- _Do this_
Rescale the part of the records below that opens with the line containing "Exercise. Spot the hillside" and runs through the end of the records: copy every line again, requests included, multiplying each x and y coordinate in the answers by 1.2 and rounding to whole numbers, with halves rounded up.

(Records pointing to named objects)
╭──

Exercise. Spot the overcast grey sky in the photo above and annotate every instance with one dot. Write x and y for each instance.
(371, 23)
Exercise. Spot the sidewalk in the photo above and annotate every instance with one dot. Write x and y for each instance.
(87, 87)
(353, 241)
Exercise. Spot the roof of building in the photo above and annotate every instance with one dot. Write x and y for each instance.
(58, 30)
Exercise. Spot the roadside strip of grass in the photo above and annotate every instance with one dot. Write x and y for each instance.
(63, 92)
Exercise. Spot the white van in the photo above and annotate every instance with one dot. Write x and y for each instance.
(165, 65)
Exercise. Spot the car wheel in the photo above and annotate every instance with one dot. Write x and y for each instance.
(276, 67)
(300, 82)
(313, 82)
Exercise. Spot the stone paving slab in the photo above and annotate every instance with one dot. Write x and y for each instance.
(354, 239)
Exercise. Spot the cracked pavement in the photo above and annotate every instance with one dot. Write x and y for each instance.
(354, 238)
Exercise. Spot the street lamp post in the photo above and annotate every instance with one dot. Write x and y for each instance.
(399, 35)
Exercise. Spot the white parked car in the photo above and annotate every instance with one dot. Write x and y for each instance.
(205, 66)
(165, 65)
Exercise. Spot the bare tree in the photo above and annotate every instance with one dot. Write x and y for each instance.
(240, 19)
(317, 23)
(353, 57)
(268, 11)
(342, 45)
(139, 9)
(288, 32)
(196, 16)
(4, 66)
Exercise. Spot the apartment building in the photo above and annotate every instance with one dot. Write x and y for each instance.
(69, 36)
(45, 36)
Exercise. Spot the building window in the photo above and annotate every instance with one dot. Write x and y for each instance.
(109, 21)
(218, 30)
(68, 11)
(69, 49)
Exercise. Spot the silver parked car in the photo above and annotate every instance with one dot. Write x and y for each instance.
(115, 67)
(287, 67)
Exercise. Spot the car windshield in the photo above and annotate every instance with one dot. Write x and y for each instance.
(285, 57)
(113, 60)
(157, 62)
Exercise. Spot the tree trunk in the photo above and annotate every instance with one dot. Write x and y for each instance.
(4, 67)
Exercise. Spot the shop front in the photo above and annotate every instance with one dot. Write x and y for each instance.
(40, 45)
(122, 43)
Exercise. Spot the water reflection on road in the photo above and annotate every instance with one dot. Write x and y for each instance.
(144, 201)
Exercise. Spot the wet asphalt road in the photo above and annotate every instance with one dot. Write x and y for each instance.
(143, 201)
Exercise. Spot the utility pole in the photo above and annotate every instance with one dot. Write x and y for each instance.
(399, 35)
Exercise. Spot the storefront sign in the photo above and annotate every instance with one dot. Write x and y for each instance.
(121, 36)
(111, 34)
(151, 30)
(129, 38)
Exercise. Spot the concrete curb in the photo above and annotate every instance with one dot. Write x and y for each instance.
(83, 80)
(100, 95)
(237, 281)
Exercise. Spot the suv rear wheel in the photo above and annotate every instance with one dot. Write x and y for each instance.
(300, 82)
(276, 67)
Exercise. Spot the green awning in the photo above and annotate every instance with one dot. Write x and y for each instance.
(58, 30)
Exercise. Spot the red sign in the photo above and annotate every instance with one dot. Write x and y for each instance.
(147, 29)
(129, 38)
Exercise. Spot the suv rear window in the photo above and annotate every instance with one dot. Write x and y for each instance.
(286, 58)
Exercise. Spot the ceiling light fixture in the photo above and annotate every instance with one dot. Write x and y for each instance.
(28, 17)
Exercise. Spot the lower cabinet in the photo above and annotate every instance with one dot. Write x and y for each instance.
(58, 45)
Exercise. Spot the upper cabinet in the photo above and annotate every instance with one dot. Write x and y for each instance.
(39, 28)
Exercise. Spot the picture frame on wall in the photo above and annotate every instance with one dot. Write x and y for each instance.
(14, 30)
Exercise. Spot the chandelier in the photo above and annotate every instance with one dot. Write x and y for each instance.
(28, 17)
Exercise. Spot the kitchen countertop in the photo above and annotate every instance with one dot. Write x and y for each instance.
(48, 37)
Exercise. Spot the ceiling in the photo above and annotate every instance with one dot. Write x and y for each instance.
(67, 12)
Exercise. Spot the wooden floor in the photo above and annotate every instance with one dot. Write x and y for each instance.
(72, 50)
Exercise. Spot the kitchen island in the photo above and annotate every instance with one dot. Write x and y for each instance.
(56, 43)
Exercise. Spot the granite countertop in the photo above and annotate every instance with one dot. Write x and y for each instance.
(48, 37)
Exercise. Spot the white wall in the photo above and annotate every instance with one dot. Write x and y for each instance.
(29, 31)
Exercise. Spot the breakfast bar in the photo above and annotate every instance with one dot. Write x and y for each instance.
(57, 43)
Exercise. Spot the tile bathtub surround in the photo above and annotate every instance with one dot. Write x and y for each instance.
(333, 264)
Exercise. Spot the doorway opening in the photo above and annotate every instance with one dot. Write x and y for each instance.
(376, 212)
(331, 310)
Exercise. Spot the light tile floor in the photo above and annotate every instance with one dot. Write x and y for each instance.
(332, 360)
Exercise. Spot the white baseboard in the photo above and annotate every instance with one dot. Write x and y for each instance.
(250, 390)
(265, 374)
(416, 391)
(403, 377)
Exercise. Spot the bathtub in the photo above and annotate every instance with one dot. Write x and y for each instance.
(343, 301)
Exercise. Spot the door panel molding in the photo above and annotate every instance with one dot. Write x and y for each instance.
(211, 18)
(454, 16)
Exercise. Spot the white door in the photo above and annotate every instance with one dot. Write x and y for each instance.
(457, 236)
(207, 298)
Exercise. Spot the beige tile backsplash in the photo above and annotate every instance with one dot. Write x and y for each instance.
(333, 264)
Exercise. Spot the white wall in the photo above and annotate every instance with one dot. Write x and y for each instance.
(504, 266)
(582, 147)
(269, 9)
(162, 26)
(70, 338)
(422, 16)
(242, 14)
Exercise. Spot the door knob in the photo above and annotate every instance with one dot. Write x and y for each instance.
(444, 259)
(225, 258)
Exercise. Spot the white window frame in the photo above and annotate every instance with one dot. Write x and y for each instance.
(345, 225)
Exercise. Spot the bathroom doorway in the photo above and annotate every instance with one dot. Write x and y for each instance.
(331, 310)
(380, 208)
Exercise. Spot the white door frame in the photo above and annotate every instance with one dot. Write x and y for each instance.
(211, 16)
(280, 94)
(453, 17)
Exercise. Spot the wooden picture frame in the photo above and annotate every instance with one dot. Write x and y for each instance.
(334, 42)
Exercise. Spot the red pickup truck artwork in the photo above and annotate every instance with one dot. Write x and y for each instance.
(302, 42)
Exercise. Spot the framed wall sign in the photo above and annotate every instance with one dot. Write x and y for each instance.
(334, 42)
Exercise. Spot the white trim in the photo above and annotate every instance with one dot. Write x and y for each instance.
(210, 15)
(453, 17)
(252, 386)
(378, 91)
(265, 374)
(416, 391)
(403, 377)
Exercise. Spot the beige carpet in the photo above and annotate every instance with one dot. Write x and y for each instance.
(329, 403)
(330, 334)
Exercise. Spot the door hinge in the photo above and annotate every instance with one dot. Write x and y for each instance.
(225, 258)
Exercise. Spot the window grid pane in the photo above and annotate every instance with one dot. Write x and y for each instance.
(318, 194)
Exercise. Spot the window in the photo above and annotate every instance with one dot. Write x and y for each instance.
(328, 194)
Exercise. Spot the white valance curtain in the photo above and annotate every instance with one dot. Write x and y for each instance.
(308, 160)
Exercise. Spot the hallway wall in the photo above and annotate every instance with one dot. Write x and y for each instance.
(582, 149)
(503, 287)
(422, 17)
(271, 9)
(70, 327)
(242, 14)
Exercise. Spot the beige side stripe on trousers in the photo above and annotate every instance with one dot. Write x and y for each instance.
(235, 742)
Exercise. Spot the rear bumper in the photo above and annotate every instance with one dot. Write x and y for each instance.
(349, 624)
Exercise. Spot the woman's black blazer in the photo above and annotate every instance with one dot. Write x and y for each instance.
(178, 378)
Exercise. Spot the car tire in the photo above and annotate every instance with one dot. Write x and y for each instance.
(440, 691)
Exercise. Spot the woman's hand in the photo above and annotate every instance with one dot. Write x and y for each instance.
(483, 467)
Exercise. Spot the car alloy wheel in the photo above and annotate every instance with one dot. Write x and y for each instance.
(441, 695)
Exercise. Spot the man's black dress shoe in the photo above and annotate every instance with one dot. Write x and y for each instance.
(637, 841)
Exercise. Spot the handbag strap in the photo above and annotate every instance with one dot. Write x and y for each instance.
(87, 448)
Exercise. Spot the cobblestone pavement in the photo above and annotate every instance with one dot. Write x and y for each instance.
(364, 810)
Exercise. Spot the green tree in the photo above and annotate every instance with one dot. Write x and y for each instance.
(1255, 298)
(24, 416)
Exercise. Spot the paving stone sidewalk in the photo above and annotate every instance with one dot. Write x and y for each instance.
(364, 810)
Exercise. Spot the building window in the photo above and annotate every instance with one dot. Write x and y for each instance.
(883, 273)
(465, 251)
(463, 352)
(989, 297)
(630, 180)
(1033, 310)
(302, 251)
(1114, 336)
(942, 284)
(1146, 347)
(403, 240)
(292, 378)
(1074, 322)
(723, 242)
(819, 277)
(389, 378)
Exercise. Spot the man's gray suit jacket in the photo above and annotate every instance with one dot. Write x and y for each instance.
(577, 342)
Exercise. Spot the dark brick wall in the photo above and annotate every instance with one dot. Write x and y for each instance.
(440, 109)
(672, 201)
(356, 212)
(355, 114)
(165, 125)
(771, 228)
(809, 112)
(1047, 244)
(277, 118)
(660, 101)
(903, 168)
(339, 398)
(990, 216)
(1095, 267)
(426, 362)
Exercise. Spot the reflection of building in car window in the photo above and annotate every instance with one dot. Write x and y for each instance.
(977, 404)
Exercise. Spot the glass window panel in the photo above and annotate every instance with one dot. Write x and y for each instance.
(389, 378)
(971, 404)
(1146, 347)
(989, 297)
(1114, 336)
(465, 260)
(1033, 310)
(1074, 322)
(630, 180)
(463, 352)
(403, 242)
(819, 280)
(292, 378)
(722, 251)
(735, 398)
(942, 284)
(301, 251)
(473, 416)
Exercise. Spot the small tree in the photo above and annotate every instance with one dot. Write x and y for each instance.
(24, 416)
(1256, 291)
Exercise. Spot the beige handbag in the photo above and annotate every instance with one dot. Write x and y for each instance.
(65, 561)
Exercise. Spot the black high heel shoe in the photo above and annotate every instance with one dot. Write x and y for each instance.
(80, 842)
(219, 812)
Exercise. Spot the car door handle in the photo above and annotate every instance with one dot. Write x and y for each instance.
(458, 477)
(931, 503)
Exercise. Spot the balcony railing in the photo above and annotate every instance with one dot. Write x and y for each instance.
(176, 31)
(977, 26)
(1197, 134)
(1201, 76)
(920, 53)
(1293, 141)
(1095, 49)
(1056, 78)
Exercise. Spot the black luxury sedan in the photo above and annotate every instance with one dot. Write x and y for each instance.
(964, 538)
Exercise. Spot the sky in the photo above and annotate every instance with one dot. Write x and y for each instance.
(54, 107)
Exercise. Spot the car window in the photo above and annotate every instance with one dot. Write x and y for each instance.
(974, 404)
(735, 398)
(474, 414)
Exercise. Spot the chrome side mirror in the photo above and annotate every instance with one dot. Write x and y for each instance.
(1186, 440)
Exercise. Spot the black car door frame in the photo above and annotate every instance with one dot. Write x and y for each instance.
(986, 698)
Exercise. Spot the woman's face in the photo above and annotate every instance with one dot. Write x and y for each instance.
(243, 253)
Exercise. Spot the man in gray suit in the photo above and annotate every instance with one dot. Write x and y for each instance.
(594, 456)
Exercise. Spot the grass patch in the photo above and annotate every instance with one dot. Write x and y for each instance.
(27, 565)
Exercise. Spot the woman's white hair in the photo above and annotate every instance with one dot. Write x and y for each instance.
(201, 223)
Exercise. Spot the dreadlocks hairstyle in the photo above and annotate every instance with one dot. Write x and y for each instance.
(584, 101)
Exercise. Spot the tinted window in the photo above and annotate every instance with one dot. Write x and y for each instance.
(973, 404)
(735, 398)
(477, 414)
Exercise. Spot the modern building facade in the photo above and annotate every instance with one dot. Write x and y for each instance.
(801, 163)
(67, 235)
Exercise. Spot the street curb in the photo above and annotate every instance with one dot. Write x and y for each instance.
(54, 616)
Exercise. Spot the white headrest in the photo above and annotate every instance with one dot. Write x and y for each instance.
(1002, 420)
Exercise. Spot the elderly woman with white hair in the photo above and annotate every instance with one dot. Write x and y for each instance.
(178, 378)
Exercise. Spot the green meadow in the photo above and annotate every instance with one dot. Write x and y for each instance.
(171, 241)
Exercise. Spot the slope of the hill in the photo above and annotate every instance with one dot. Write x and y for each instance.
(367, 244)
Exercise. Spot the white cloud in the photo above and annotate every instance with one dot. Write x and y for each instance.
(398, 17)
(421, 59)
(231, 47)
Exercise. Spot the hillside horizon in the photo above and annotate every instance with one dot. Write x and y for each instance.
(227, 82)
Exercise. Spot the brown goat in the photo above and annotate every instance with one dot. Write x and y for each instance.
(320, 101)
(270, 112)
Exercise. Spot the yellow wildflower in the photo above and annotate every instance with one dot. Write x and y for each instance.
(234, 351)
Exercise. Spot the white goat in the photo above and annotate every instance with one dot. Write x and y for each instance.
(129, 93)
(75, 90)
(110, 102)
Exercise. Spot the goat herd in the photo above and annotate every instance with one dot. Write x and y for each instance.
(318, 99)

╰──

- _Solution to the problem_
Exercise. Spot the hillside horizon in the photo above and annotate every instance with one dot. Write x and y for each instance.
(272, 98)
Exercise. Spot the brown goat in the photo above and annotate every instance with one dot. Write x and y for each instance.
(384, 121)
(324, 134)
Exercise. Spot the yellow wildflower in the photo above and annotate every instance with one dot. Write x and y for each instance.
(281, 421)
Exercise. Spot the white goat in the photo above and annotate every instance with one dot. Write x and y for each instance.
(155, 112)
(90, 108)
(132, 122)
Exercise. Spot the goat herd in the photo above and annotate every instance with one dot. Write x and y for each instance.
(382, 119)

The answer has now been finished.